MATERIAL SUPPLIED:

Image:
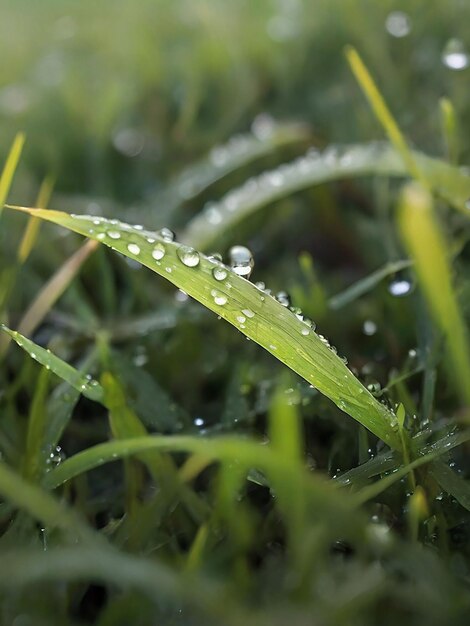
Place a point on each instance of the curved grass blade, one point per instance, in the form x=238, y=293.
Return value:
x=334, y=163
x=54, y=288
x=451, y=482
x=40, y=504
x=427, y=247
x=85, y=384
x=248, y=454
x=10, y=167
x=256, y=314
x=158, y=581
x=239, y=151
x=381, y=110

TO DO: Convert every line of the items above into a JSON list of strings, one string per line, leaving out blank lines and the pictures.

TASK ANSWER:
[
  "Image:",
  "Place a point on each instance of the curved grass blade, one point per instance, in the form x=238, y=293.",
  "Return value:",
  "x=334, y=163",
  "x=54, y=288",
  "x=451, y=482",
  "x=40, y=504",
  "x=427, y=247",
  "x=85, y=384",
  "x=248, y=454",
  "x=10, y=167",
  "x=256, y=314",
  "x=158, y=581",
  "x=239, y=151",
  "x=381, y=110"
]